[start]

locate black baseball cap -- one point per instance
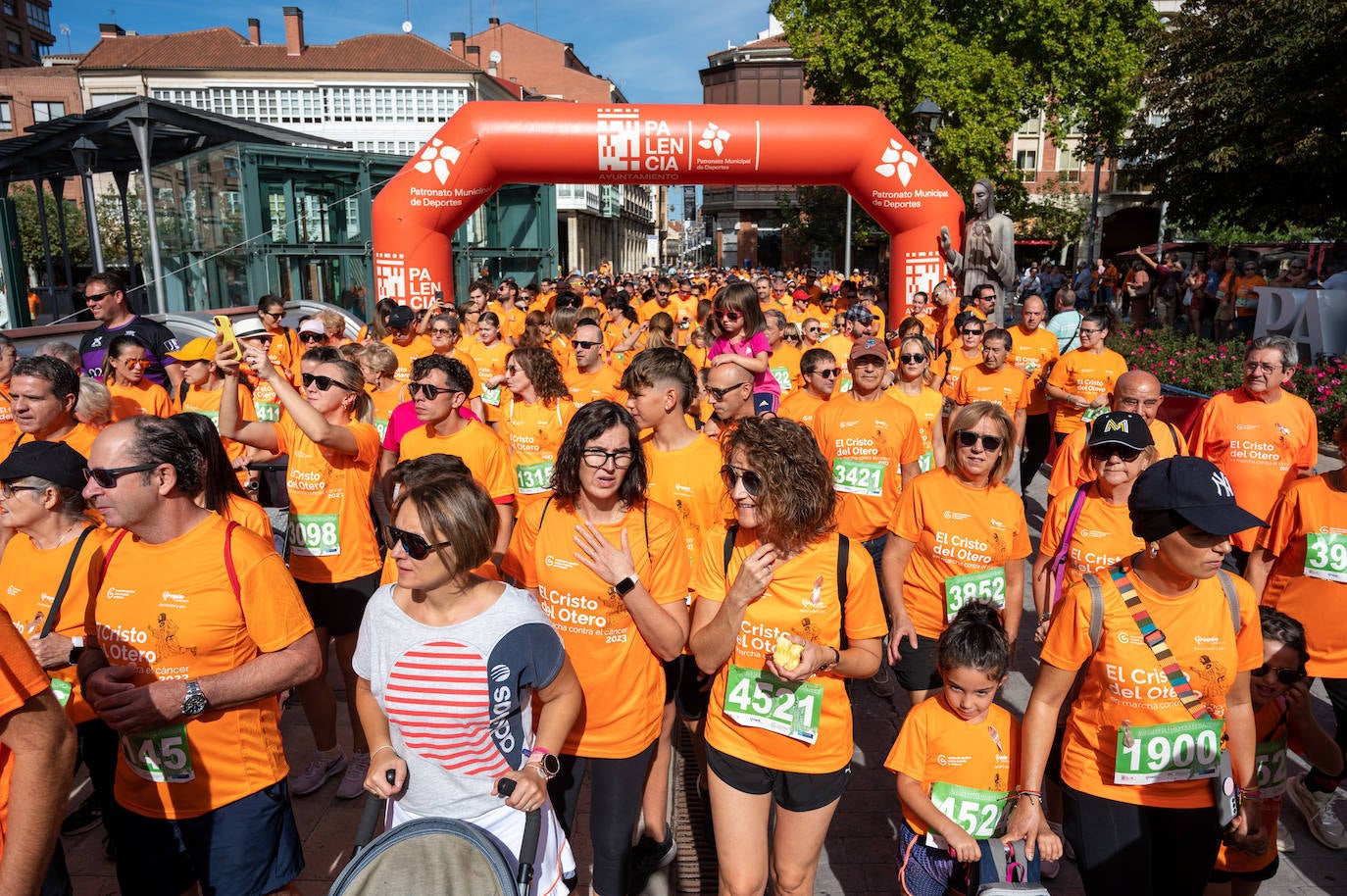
(1194, 489)
(51, 461)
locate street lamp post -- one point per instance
(85, 152)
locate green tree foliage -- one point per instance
(1245, 115)
(987, 65)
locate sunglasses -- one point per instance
(414, 546)
(107, 475)
(1284, 675)
(733, 475)
(968, 438)
(431, 392)
(324, 383)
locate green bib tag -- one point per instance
(987, 586)
(858, 477)
(756, 698)
(1325, 557)
(533, 478)
(976, 812)
(316, 535)
(161, 755)
(1177, 752)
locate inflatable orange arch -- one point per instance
(489, 144)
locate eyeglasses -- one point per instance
(324, 383)
(733, 475)
(1105, 452)
(598, 458)
(431, 392)
(1284, 675)
(719, 395)
(107, 475)
(414, 546)
(968, 438)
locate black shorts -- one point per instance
(917, 669)
(792, 791)
(687, 686)
(338, 607)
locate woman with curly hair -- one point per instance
(533, 420)
(787, 608)
(611, 571)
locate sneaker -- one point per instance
(1319, 813)
(353, 781)
(85, 817)
(648, 857)
(320, 770)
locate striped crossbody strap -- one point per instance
(1155, 639)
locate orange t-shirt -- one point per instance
(1087, 374)
(31, 578)
(1261, 448)
(926, 407)
(477, 445)
(141, 398)
(622, 679)
(1033, 353)
(1072, 464)
(867, 445)
(331, 531)
(936, 745)
(802, 600)
(687, 479)
(24, 679)
(533, 434)
(172, 612)
(802, 406)
(1311, 585)
(1123, 682)
(957, 529)
(1102, 535)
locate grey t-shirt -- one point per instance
(458, 697)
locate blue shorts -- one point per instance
(248, 848)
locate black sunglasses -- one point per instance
(107, 475)
(733, 475)
(968, 438)
(414, 546)
(324, 383)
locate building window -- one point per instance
(43, 111)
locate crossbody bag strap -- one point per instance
(65, 582)
(1155, 639)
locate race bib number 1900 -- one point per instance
(757, 698)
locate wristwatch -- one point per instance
(195, 702)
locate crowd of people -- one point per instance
(543, 527)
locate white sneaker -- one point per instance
(353, 781)
(317, 773)
(1319, 813)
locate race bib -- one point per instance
(159, 755)
(987, 586)
(1271, 766)
(976, 812)
(1159, 753)
(1325, 557)
(316, 535)
(756, 698)
(533, 478)
(858, 477)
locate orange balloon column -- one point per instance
(488, 144)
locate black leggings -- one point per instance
(615, 806)
(1140, 850)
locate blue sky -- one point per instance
(651, 50)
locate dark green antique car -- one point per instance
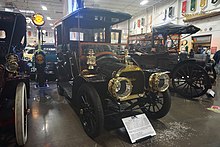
(14, 79)
(98, 77)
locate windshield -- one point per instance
(100, 52)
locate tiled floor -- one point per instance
(53, 123)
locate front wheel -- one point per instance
(20, 114)
(90, 110)
(156, 104)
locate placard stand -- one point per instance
(138, 127)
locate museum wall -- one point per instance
(155, 15)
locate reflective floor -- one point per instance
(53, 123)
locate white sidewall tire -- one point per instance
(20, 114)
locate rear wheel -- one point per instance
(60, 90)
(90, 110)
(190, 80)
(156, 104)
(21, 114)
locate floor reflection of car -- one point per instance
(51, 60)
(28, 53)
(14, 80)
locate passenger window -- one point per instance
(30, 51)
(2, 34)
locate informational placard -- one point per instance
(138, 127)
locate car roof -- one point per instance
(14, 25)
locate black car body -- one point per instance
(14, 79)
(99, 78)
(51, 60)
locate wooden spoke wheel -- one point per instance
(190, 80)
(90, 110)
(156, 104)
(21, 114)
(211, 72)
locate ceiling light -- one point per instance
(8, 9)
(44, 7)
(144, 2)
(27, 11)
(48, 18)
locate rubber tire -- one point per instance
(164, 109)
(60, 90)
(20, 114)
(93, 95)
(207, 85)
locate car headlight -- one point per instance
(12, 67)
(11, 63)
(159, 82)
(120, 87)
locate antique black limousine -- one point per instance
(14, 79)
(98, 77)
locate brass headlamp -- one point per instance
(12, 63)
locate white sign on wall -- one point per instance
(138, 127)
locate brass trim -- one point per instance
(155, 79)
(129, 68)
(112, 87)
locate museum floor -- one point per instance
(53, 123)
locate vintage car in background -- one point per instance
(28, 53)
(99, 78)
(14, 79)
(51, 61)
(191, 77)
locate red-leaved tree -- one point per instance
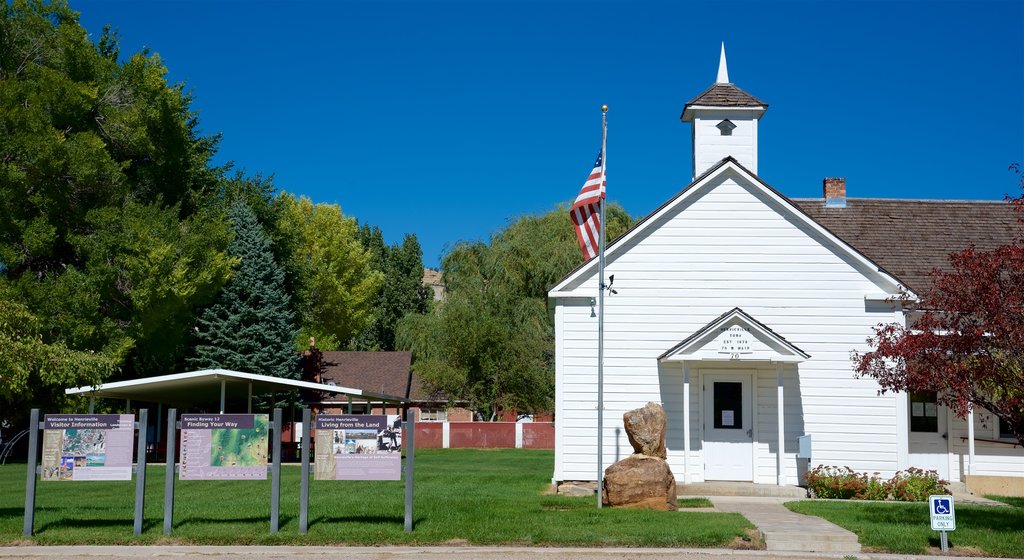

[end]

* _What to work on_
Find every line in the entries that contains the word "tire" and copy each one. Case counts.

* _Exercise solution_
locate white sidewall tire -- one point per instance
locate rubber tire -- one point per instance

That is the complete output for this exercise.